Given text
○ ○ ○ ○ ○
Kyle Rosenkrans is a first-generation college graduate from New Jersey who went on to become a civil rights attorney, law professor, and public policy advocate. He is Executive Director of the New Jersey Children’s Foundation.
There’s a thing that happens when you do anything that supports charter schools: you get labeled “pro-charter” and then, magically, your views on basically every other issue in education get disqualified by some. You’d be surprised at the amount of time some people spend worrying about whether they’ll get invited to certain events, or what job opportunities they might lose, if they decide to support a charter school initiative. It’s toxic, reductive, and intellectually dishonest to suggest that to be pro-charter is somehow anti-district.
○ ○ ○ ○ ○
Extracted information
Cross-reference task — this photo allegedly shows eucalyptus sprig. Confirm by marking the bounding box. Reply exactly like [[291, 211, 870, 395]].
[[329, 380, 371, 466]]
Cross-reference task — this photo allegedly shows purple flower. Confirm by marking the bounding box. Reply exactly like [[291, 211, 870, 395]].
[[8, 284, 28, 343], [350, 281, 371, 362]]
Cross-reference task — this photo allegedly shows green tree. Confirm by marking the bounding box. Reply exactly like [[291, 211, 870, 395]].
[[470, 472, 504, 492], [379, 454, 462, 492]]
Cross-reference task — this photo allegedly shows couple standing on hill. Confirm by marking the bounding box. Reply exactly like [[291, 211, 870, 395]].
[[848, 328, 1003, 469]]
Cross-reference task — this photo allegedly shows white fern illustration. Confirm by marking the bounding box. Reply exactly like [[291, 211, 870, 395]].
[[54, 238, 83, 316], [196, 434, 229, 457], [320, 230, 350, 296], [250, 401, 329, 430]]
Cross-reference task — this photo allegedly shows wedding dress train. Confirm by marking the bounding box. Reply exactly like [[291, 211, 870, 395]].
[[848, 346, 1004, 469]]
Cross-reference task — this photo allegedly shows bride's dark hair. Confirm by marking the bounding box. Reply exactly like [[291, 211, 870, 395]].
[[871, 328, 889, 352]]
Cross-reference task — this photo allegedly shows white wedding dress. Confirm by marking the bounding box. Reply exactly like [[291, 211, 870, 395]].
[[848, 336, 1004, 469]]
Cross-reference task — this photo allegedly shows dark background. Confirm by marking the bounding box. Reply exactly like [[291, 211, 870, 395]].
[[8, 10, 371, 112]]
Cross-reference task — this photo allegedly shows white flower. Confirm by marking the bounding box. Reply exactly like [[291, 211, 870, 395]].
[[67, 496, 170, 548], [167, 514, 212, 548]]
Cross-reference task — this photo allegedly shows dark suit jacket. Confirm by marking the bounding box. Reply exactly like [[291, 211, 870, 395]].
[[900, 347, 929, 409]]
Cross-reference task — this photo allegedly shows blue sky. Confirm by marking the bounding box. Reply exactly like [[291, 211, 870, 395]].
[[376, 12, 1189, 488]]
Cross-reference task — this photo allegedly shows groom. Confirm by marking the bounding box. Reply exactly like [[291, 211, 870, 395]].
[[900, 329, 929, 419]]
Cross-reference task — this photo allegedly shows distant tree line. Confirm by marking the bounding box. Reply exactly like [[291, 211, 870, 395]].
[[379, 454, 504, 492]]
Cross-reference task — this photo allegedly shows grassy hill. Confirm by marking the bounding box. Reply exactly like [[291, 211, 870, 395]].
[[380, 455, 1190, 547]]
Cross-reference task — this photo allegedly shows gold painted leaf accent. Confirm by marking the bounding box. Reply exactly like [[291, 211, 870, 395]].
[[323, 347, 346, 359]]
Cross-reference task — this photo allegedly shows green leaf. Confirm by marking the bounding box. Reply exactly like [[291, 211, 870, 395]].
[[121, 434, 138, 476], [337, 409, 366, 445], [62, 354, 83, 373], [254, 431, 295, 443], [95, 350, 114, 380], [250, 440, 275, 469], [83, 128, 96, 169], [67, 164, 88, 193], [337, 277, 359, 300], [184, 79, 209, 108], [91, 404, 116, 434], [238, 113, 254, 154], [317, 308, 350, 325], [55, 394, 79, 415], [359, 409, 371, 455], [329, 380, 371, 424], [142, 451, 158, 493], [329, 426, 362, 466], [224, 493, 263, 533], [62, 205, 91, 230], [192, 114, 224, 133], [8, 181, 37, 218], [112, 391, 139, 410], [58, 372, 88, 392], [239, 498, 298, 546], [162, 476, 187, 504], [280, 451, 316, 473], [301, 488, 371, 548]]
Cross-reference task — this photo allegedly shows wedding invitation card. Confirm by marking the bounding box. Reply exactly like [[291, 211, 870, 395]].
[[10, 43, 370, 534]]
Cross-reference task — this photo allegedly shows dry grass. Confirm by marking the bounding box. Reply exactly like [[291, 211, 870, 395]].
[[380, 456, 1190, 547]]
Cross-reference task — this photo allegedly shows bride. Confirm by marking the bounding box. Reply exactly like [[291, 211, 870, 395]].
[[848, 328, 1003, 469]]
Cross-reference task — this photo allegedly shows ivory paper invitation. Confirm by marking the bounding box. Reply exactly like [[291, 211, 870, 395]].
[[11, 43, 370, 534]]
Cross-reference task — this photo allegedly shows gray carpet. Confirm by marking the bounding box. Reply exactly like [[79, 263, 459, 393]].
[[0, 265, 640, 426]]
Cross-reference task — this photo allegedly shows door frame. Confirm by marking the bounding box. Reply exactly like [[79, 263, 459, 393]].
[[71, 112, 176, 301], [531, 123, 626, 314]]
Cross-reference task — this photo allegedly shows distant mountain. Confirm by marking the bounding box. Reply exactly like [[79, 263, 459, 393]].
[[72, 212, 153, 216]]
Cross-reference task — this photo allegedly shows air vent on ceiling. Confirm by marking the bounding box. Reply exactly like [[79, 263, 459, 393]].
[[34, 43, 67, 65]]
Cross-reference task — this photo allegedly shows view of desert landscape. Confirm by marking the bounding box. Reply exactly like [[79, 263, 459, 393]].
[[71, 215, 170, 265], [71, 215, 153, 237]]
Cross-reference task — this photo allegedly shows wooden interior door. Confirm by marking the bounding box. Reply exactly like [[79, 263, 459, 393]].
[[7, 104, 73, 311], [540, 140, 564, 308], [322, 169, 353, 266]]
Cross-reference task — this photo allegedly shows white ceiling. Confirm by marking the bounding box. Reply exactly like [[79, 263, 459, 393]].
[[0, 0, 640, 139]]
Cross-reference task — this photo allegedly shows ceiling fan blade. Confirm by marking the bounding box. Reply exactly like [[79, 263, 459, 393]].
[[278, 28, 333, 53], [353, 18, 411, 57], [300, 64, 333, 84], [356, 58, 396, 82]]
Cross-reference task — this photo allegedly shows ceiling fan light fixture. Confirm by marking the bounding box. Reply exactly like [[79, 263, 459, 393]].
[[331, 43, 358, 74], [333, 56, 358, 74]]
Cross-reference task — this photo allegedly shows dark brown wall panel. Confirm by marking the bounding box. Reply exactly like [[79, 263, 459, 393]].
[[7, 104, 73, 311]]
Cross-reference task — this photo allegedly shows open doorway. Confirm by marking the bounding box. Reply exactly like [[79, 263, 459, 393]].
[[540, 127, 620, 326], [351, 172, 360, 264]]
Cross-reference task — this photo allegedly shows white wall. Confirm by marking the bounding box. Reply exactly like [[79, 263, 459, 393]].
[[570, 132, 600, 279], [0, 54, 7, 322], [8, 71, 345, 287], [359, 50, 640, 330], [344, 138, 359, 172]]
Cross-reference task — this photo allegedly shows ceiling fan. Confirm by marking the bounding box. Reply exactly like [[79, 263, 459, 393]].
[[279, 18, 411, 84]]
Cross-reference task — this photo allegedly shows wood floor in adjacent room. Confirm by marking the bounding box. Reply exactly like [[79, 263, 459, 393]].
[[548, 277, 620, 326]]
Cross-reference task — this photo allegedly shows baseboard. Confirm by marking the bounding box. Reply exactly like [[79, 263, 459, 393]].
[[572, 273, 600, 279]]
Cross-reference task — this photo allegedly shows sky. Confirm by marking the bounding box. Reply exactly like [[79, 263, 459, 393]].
○ ○ ○ ○ ○
What to produce
Extend the piece on being labeled "pro-charter" in education debates, starting right after its last sentence.

Expected answer
I’m past the point of caring about these kinds of things, so I’ll just say what I believe: the New Jersey Department of Education was right when they approved the renewal, expansion and merger of several Newark charter schools earlier this month. The expansion of charter schools in Newark was a critical ingredient in the decade-long formula for improving educational outcomes for Newark children prior to COVID (which has been studied extensively). In the post-pandemic era, their approach to boosting student learning is needed even more.
I’ve been critical of the NJDOE’s decisions in recent years, so it’s only fair that I commend them here. They clearly spent a lot of time and deliberation on these decisions, with numerous site visits and the ability to evaluate real student learning data for the first time in 3 years. It’s no wonder that the good work of schools like North Star, Link, BRICK Achieve, People’s Prep, Discovery and others shined through that process.
The most exciting part is that charter growth today does not need to be a zero-sum proposition: Newark is a thriving city with a growing population that is leading to increases in student enrollment–unlike many other major cities in post-pandemic America. It’s also a place where annual state aid has increased more than $320M since 2015, local tax revenue is up more than $40M, and there’s nearly half a billion in federal stimulus dollars earmarked for public schools in the city. Therefore, the growth of charter schools does not have to come at the expense of the district in an environment where both funding and enrollment are going up.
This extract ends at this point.